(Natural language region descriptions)
--------------------------------------------------

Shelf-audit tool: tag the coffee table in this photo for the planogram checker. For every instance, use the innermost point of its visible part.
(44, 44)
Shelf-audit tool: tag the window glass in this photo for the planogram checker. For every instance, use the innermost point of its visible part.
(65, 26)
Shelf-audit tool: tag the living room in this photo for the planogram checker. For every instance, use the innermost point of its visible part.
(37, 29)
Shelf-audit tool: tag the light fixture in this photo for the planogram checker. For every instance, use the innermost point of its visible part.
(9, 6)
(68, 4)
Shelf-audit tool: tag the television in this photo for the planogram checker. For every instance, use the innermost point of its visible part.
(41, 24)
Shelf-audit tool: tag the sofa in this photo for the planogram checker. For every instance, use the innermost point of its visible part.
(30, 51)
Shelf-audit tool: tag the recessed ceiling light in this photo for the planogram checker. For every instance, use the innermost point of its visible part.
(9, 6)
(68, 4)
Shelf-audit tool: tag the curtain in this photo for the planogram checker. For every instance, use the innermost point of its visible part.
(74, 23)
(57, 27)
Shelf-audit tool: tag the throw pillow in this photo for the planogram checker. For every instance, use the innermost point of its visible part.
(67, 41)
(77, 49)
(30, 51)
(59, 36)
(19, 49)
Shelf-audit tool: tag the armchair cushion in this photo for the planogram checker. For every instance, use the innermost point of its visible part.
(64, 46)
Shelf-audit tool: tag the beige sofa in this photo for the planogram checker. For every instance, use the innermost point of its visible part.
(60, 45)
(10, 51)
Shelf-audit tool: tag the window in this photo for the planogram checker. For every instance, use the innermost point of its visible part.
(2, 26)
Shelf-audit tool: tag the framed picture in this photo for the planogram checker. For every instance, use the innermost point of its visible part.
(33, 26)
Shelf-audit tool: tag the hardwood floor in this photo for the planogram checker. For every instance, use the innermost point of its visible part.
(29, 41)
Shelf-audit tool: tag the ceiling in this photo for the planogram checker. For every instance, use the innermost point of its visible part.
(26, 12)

--------------------------------------------------

§ Problem to work on
A word-for-word restatement of the lines running from the one with "Shelf-audit tool: tag the beige" to the last line of the records is the whole answer.

§ Expected answer
Shelf-audit tool: tag the beige sofa in this photo for the planogram checker. For every instance, use the innermost point of its visible part.
(60, 45)
(10, 51)
Shelf-audit tool: tag the window in this photo for the planogram checker. For every instance, use the innermost point of its visible part.
(2, 26)
Shelf-audit tool: tag the framed picture in this photo for the planogram checker. For every instance, use the innermost point of its visible part.
(33, 26)
Shelf-audit tool: tag the hardwood floor in this photo for the planogram checker. For every instance, use the innermost point of its visible part.
(29, 41)
Shelf-audit tool: tag the ceiling in this photo for the planogram checker. For every instance, use the innermost point of its visible part.
(26, 12)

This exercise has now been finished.